» **TASKS TO COMPLETE**
1 – Using the passage on Amrita Sher-Gil's painting Young Girls, state whether each statement agrees with it: (a) Sher-Gil completed Young Girls when she was 19; (b) Indira is shown slouched in her chair; (c) the painting is oil on canvas and measures 164 × 133 cm. For each, answer yes or no and quote the words of the passage that decide it.
2 – Extend the passage on Amrita Sher-Gil's painting Young Girls with a further paragraph that follows on from its final sentence.

Amrita Sher-Gil (1913–1941) was born in Hungary to an Indian aristocrat and his artistic Hungarian wife. After the First World War the family moved to Simla, India, where she spent her early teens. There, she was influenced by her uncle, Ervin Baktay, who introduced her to Nagybánya artistic methods and plein air painting. He encouraged her to carefully observe the reality around her and transfer it to her work, particularly using live models. In 1929, at the suggestion of Baktay, the family moved to Paris so that Sher-Gil could study art; she was then 16 years and was admitted at first to the Académie de la Grande Chaumière and later the Beaux-Arts de Paris. Between 1930 and 1932, in Paris, she created over 60 oil paintings, including Young Girls, completed in 1932 at the age of 19. Two years later she would return to India where her style of painting would concentrate on painting Indians.

==Description==
Young Girls is a portrait painting in oil on canvas, which measures 164 × 133 cm. Set in an affluent home, it depicts two similarly aged women sat on chairs in close proximity. The dark woman, modelled by Sher-Gil's sister Indira, is positioned upright and appears to have a smirk. Her attire is western and neat, and her hair combed back. In the foreground is a tabletop, and Indira has a plate of cherries on her lap. The light skin woman, modelled by a friend, Denise Proutaux, is slouched, with her blonde hair partially covering a naked breast. Her right foot is shown bare. They face each other, appearing to be in conversation. There is a half-closed cupboard in the background.

In 1942, Esmet Rahim (a painter and friend of Sher-Gil) described the painting as "an interior scene, depicting two young women sitting casually in a room, they are not doing anything interesting, they are not made to look pretty or intriguing, they are just two young girls, one fair and one dark".

» **EXTRACTED MATERIAL**
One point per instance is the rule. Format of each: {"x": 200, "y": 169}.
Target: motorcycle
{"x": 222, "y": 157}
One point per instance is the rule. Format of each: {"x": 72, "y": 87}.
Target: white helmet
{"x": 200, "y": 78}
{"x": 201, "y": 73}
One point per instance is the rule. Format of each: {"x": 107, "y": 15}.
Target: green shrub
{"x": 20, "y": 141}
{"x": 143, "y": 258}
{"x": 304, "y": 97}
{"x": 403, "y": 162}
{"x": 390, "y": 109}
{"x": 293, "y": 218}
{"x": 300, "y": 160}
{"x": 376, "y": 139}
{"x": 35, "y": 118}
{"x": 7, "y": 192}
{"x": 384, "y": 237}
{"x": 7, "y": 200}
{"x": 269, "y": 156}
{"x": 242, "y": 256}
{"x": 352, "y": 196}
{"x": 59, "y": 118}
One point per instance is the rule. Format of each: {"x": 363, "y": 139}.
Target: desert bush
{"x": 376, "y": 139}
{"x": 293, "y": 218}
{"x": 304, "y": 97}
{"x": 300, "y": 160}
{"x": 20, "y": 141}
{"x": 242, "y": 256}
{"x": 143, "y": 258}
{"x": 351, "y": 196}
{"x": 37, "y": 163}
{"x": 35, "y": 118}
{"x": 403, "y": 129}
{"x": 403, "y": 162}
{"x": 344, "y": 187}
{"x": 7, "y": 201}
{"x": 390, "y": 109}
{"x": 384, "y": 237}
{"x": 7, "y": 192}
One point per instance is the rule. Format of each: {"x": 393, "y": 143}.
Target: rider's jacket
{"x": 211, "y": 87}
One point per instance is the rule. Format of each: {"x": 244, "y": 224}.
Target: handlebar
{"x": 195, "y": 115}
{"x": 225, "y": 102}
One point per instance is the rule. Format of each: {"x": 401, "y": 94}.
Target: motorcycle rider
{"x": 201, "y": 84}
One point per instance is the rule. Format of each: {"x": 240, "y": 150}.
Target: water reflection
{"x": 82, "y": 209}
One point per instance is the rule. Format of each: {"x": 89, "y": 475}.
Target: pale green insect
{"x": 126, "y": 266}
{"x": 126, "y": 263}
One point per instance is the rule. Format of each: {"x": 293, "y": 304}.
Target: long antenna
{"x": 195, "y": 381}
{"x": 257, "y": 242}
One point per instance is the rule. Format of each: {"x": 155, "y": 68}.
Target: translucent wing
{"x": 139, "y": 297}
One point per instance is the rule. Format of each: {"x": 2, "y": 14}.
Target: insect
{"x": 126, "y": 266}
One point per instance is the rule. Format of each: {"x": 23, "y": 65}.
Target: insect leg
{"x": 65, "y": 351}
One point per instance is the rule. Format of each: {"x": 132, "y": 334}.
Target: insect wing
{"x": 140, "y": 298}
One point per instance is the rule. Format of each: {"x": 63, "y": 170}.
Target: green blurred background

» **ANSWERS PROVIDED**
1 –
(a) Yes: "including Young Girls, completed in 1932 at the age of 19."
(b) No: "The dark woman, modelled by Sher-Gil's sister Indira, is positioned upright."
(c) Yes: "a portrait painting in oil on canvas, which measures 164 × 133 cm."

2 –
==Reception==
Young Girls earned a place at the 1933 Paris Salon, one year after Sher-Gil exhibited her first painting there. One of Sher-Gil's tutors had compared her with Gustave Courbet, to which she responded to her cousin and later husband Victor, in a letter dated February 1933, that "I will be myself". Another former teacher viewed it as one of the best at the Salon, to which she told Victor that that "is not difficult". Sher-Gil was typically one of her own critics. That month also saw the vernissage of her Professional Model, a portrait of a nude consumptive that Sher-Gil felt was far superior to Young Girls. Young Girls earned her the Salon's gold medal, making her the first Asian to be awarded it. The institution made her an associate, allowing her to exhibit two paintings every year without the need for a jury. In May 1933, Sher-Gil wrote to Victor that "I have been selected as an extraordinary member of the Salon. However, I don't think very highly of them - they are very - haughty".

In her own account in a 1937 The Indian Ladies Magazine, Sher-Gil clarifies that the painting earned her the position of associate at the Salon and says that it "was declared Picture of the Year". In 1933 there were several pictures of the year at Paris; The Sphere newspaper (1933) included Miss Hermione and Mrs Claude Chauvin, both by Alfred Jonniaux, Le Rat by M. Philippe Ledoux, Vocation Précoce by Jane Chaueur-Ozeel, and La Convalescence by Madeleine Weill-Lestienne. Abdul Khan Hamid, the notable art critic and brother of Zubeida Agha, noted that that year Young Girls was "picture of the year". This was reiterated by biographer of Sher-Gil, N. Iqbal Singh.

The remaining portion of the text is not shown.